## 記述問題 A:
特許公報の次の一文を英語に訳してください。「ユーザが現実空間で扱う道具の動きに仮想空間で扱う仮想道具の動きを同期させるシミュレーション装置の精度の向上とコストの削減を両立することを目的とする。」

## 原文:
★ ★ ★ ★ ★ ★ ★

IP Force 特許公報掲載プロジェクト 2022.1.31 β版

知財求人 - 知財ポータルサイト「IP Force」

▶ 株式会社セガの特許一覧

<>
  • 特開-シミュレーション装置 図1
  • 特開-シミュレーション装置 図2
  • 特開-シミュレーション装置 図3
  • 特開-シミュレーション装置 図4
  • 特開-シミュレーション装置 図5
  • 特開-シミュレーション装置 図6
  • 特開-シミュレーション装置 図7
  • 特開-シミュレーション装置 図8
  • 特開-シミュレーション装置 図9
  • 特開-シミュレーション装置 図10
< >
(19)【発行国】日本国特許庁(JP)
(12)【公報種別】公開特許公報(A)
(11)【公開番号】P2022185742
(43)【公開日】2022-12-15
(54)【発明の名称】シミュレーション装置
(51)【国際特許分類】
   A63B 69/00 20060101AFI20221208BHJP
【FI】
A63B69/00 A
A63B69/00 505H
【審査請求】未請求
【請求項の数】6
【出願形態】OL
(21)【出願番号】P 2021093546
(22)【出願日】2021-06-03
(71)【出願人】
【識別番号】000132471
【氏名又は名称】株式会社セガ
(74)【代理人】
【識別番号】100107766
【弁理士】
【氏名又は名称】伊東 忠重
(74)【代理人】
【識別番号】100070150
【弁理士】
【氏名又は名称】伊東 忠彦
(72)【発明者】
【氏名】前山 佑介
(72)【発明者】
【氏名】二瓶 渉
(72)【発明者】
【氏名】江口 秀明
(57)【要約】
【課題】ユーザが現実空間で扱う道具の動きに仮想空間で扱う仮想道具の動きを同期させるシミュレーション装置の精度の向上とコストの削減を両立することを目的とする。
【解決手段】ユーザが現実空間で扱う道具の2箇所に設けられ、道具の位置情報を検出する道具位置検出手段と、道具の2箇所の位置情報に基づいて、道具の姿勢情報を算出する道具姿勢算出手段と、ユーザの頭部に装着される装着物に設けられ、ユーザの頭部の位置情報及び姿勢情報を検出する装着物検出手段と、道具の位置情報及び道具の姿勢情報に基づいて、ユーザが仮想空間で扱う仮想道具の軌道情報を算出する軌道情報算出手段と、仮想道具の軌道情報に基づいて、ユーザの頭部の位置情報及び姿勢情報に対応する仮想空間の仮想視点位置から見た仮想道具を含む立体画像を、表示部に表示させる立体画像制御手段と、を有するシミュレーション装置により上記課題を解決する。
【選択図】 図4
【特許請求の範囲】
【請求項1】
ユーザが現実空間で扱う道具の少なくとも2箇所に設けられ、前記道具の位置情報を検出する道具位置検出手段と、
前記道具の少なくとも2箇所の位置情報に基づいて、前記道具の姿勢情報を算出する道具姿勢算出手段と、
前記ユーザの頭部に装着される装着物に設けられ、前記ユーザの頭部の位置情報及び姿勢情報を検出する装着物検出手段と、
前記道具の位置情報及び前記道具の姿勢情報に基づいて、前記ユーザが仮想空間で扱う仮想道具の軌道情報を算出する軌道情報算出手段と、
前記仮想道具の軌道情報に基づいて、前記ユーザの頭部の位置情報及び姿勢情報に対応する前記仮想空間の仮想視点位置から見た前記仮想道具を含む立体画像を、表示部に表示させる立体画像制御手段と、
を有するシミュレーション装置。

★ ★ ★ ★ ★ ★ ★

## 演習資料:
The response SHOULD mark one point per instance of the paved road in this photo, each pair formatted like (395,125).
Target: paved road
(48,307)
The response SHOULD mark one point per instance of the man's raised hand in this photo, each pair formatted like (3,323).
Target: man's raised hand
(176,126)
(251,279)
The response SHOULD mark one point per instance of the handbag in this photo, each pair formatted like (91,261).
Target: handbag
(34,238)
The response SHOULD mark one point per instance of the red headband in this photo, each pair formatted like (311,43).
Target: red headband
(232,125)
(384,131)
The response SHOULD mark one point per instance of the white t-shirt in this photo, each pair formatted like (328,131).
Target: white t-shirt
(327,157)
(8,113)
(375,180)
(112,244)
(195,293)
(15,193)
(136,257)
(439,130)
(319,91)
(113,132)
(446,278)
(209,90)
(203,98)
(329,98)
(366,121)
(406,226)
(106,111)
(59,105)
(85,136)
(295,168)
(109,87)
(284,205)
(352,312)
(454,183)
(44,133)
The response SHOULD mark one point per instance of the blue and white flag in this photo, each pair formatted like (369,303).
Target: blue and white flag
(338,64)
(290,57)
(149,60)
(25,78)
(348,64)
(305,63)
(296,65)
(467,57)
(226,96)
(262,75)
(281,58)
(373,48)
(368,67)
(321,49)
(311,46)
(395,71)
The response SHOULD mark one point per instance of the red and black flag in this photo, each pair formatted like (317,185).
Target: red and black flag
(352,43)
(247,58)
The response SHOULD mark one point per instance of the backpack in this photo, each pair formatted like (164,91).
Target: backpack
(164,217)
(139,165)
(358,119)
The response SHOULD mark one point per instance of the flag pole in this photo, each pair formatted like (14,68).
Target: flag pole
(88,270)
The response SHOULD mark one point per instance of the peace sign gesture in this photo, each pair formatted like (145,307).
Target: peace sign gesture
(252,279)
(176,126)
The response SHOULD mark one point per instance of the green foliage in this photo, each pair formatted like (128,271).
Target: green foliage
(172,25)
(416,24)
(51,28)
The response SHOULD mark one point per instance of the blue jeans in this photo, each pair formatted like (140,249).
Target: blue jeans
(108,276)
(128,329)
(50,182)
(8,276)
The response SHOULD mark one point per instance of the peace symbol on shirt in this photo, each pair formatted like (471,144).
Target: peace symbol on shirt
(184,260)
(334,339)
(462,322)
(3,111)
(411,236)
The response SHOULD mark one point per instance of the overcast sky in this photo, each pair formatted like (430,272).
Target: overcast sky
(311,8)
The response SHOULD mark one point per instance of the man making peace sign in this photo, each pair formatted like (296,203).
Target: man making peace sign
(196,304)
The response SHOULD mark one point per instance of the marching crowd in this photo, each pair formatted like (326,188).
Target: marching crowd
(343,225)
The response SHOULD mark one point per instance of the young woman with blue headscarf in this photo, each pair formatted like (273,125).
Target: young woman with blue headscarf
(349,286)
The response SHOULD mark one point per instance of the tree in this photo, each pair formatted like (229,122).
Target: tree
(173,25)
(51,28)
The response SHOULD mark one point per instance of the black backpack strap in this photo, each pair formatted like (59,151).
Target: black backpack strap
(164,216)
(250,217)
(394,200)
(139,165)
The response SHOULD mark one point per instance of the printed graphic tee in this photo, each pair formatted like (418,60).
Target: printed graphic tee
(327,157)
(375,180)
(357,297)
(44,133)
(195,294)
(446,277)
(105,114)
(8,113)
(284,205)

★ ★ ★ ★ ★ ★ ★

## 記述問題 B:
上の項目の中から、「The response SHOULD mark one point per instance of the printed」を含む行から項目の最後の行までを、両端の行も含めてそのまま書き写してください。

## 記述解答 A:
The aim is to achieve both improved accuracy and reduced cost in a simulation device that synchronizes the movement of a virtual tool the user handles in a virtual space with the movement of a tool the user handles in real space.

## 記述解答 B:
The response SHOULD mark one point per instance of the printed graphic tee in this photo, each pair formatted like (418,60).
Target: printed graphic tee
(327,157)
(375,180)
(357,297)
(44,133)
(195,294)
(446,277)
(105,114)
(8,113)
(284,205)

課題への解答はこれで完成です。